▶ Directions
Write out the listing word for word, starting with its first line and going on through the line that contains "[[464,8],[9,6],[0,350],[471,350]]", with both of those lines included.

▶ Task inputs
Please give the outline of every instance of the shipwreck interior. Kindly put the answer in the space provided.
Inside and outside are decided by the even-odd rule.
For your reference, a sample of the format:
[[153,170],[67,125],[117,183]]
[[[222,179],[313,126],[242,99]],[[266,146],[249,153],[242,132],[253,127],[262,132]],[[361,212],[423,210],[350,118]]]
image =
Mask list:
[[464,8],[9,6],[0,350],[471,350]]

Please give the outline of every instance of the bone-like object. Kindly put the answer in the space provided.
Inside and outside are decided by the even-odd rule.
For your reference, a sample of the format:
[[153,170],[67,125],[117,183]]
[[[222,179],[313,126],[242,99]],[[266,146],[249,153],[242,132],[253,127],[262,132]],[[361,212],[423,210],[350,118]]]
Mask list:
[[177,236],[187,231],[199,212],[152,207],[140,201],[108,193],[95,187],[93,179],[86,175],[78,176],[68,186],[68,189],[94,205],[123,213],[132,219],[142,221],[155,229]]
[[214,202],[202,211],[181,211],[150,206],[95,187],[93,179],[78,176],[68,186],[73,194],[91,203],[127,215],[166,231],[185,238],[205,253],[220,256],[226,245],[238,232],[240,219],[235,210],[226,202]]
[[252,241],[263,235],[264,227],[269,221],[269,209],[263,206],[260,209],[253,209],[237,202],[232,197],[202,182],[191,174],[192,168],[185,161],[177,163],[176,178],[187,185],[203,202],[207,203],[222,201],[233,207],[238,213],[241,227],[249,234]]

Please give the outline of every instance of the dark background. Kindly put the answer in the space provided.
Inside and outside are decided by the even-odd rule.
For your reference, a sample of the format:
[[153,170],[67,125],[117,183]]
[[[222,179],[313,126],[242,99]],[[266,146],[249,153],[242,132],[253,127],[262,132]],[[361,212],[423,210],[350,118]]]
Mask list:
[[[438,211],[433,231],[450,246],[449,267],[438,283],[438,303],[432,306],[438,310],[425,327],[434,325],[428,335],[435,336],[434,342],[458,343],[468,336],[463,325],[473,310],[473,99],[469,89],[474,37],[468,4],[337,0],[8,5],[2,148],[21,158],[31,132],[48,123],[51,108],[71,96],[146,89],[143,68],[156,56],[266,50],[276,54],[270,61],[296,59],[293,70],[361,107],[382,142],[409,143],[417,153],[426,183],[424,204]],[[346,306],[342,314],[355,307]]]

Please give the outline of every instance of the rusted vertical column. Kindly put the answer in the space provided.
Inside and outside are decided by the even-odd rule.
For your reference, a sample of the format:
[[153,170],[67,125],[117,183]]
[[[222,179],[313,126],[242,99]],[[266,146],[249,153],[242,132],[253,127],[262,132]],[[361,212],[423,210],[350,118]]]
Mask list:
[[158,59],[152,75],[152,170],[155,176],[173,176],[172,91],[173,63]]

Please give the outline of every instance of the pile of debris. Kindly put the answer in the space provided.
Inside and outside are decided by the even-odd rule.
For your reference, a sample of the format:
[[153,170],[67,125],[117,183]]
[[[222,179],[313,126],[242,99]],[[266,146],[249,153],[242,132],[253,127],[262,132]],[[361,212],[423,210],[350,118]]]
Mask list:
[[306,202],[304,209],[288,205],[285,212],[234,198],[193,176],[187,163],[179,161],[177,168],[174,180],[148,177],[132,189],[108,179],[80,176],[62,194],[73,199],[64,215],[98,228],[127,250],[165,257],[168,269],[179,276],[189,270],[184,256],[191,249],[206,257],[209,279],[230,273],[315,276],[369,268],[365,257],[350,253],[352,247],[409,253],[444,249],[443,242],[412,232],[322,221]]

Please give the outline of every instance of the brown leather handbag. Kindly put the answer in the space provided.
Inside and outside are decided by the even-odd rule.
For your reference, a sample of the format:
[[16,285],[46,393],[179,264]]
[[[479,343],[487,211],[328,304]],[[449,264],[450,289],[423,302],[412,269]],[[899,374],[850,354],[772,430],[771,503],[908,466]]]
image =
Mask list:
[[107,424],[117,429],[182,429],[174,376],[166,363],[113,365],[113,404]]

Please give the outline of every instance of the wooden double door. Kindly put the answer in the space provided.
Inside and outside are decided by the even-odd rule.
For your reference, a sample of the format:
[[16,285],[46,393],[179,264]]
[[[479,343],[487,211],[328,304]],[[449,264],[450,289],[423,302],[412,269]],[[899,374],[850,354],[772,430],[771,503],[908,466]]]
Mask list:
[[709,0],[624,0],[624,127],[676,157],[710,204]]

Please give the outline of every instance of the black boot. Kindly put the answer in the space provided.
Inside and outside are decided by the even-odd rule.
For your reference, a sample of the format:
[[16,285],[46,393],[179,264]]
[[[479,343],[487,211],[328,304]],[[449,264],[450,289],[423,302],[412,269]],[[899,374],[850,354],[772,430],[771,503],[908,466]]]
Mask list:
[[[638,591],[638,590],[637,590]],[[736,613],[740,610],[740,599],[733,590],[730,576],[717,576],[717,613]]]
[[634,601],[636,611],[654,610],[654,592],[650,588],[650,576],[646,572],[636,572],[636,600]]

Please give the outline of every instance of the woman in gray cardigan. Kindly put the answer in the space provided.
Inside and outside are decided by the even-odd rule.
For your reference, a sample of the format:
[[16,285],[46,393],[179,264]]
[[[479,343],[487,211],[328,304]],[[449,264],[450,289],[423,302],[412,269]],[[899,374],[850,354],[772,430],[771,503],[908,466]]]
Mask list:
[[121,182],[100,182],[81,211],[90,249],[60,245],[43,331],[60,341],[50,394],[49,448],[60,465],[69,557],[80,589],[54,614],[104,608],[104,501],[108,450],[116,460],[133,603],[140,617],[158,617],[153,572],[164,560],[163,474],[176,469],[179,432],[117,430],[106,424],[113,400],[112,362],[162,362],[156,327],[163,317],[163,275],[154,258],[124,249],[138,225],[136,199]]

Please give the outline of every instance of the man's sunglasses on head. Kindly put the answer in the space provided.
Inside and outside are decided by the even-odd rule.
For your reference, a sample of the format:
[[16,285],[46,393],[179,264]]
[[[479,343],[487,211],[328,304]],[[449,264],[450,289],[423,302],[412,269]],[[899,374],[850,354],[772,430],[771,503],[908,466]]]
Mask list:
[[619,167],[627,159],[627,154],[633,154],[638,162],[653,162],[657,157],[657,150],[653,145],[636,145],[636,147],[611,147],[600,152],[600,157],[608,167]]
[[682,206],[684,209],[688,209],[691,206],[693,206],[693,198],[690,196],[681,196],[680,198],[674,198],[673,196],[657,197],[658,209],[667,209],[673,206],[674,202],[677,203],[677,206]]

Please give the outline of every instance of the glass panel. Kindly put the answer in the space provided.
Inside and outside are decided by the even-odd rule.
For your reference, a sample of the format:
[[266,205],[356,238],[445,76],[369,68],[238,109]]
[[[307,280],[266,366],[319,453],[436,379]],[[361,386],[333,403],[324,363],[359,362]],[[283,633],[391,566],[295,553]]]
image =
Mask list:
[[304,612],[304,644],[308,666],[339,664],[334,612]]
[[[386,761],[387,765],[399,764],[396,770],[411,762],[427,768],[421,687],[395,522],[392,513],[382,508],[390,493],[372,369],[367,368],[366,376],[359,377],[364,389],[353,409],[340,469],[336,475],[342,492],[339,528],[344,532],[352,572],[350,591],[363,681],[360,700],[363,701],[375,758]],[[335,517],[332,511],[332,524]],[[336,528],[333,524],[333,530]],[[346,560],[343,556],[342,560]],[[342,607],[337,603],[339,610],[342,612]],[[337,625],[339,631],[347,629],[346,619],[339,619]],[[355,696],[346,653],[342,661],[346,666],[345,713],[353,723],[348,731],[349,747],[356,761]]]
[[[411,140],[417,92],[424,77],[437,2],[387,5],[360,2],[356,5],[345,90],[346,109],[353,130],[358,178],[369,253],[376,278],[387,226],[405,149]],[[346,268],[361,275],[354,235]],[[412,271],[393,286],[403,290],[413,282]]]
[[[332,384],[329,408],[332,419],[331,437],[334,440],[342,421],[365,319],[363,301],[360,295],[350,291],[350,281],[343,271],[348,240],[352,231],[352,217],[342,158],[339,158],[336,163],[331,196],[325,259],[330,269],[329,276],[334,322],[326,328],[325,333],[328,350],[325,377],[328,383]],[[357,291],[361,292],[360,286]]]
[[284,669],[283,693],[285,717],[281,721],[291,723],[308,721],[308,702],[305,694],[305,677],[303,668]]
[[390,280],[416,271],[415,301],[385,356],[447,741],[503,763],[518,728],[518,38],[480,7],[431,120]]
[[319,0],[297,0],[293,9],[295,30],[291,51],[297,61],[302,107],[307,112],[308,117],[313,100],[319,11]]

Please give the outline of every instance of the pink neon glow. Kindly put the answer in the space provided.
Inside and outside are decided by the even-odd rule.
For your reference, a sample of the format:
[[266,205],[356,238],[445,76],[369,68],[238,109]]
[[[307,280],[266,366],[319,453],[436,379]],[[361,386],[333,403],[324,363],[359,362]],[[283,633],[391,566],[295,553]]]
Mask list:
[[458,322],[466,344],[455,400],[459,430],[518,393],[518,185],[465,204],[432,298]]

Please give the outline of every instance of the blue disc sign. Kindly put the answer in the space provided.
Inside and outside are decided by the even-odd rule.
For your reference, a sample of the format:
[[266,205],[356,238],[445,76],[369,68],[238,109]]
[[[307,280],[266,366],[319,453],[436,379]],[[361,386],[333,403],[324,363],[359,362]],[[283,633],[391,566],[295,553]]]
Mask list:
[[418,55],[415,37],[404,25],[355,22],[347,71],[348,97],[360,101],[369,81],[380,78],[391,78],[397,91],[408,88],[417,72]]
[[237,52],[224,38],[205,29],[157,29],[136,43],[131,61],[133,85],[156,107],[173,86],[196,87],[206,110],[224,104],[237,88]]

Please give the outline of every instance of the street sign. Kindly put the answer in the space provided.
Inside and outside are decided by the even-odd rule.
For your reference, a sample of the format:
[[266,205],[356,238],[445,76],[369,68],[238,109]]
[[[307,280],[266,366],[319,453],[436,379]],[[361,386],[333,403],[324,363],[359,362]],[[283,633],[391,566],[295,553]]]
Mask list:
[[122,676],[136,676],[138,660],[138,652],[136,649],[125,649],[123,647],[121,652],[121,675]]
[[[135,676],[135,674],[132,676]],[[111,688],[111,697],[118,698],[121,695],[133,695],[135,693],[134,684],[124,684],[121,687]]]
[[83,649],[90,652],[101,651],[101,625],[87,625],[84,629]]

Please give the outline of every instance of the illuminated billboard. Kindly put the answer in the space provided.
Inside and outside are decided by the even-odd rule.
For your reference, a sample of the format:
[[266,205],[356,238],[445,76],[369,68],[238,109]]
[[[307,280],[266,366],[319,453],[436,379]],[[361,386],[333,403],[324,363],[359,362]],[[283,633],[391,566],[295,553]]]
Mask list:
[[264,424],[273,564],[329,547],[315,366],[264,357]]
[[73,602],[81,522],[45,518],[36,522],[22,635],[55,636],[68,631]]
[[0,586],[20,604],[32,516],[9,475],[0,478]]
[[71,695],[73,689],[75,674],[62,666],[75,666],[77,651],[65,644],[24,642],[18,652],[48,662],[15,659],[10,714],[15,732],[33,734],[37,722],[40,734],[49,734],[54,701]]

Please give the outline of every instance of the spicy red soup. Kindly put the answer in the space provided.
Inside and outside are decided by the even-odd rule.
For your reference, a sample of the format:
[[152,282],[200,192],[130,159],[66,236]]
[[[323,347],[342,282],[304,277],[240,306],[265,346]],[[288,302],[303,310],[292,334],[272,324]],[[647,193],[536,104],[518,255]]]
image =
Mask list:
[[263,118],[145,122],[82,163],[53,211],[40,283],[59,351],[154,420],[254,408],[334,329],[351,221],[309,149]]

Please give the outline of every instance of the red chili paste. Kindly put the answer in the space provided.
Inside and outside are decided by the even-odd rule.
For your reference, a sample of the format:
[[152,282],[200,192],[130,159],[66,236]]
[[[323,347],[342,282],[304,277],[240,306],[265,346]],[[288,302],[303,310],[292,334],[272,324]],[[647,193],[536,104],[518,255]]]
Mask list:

▶ Response
Please give the outline of every instance of the shipwreck interior. Kindly put the answer in the space provided.
Inside and outside are decided by the even-odd rule.
For your reference, a sample of the format:
[[153,170],[67,125],[117,183]]
[[[222,179],[313,126],[242,99]],[[266,146],[249,153],[242,132],[253,127],[262,132]],[[361,212],[423,210],[350,118]]]
image =
Mask list:
[[464,8],[9,6],[0,350],[471,350]]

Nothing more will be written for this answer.